— START Exercise materials —
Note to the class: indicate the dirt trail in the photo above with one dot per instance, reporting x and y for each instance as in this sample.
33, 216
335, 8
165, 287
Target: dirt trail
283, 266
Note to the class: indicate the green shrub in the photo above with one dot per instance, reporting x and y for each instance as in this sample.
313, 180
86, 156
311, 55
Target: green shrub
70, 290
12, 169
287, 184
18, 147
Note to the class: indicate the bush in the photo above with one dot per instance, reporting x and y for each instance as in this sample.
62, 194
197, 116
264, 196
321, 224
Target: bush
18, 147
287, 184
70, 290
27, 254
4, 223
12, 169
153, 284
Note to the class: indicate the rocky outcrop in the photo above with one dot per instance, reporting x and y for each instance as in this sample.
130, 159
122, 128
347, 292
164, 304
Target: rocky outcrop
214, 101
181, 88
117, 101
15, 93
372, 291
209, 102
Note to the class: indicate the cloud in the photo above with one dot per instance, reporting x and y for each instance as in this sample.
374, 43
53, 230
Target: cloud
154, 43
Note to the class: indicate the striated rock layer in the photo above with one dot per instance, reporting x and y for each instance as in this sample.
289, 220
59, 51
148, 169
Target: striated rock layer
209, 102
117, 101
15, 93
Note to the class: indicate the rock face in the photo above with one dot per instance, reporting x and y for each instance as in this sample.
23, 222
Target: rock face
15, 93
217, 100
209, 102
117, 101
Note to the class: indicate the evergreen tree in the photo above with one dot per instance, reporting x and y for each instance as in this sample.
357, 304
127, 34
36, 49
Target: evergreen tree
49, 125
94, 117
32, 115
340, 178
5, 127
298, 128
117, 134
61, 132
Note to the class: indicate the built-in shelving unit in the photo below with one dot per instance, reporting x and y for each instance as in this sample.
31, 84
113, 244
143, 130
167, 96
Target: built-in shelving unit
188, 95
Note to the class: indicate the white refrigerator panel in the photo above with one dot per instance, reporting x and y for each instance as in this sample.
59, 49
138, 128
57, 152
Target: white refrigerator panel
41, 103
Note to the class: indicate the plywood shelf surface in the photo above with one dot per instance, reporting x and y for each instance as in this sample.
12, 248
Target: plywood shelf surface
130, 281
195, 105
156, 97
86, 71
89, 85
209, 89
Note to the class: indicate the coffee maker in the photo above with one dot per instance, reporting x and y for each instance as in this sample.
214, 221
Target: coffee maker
— END Exercise materials —
▶ _The problem_
Recast the lines from the one containing "Note to the class: indicate the coffee" through the end of the rows, both ends included, as a numbered list, leaving out any blank lines.

▶ _Exercise response_
1. Note to the class: indicate the coffee maker in the photo above with one dot per instance, reporting x and y for each instance as in this sample.
2. 214, 221
3. Target: coffee maker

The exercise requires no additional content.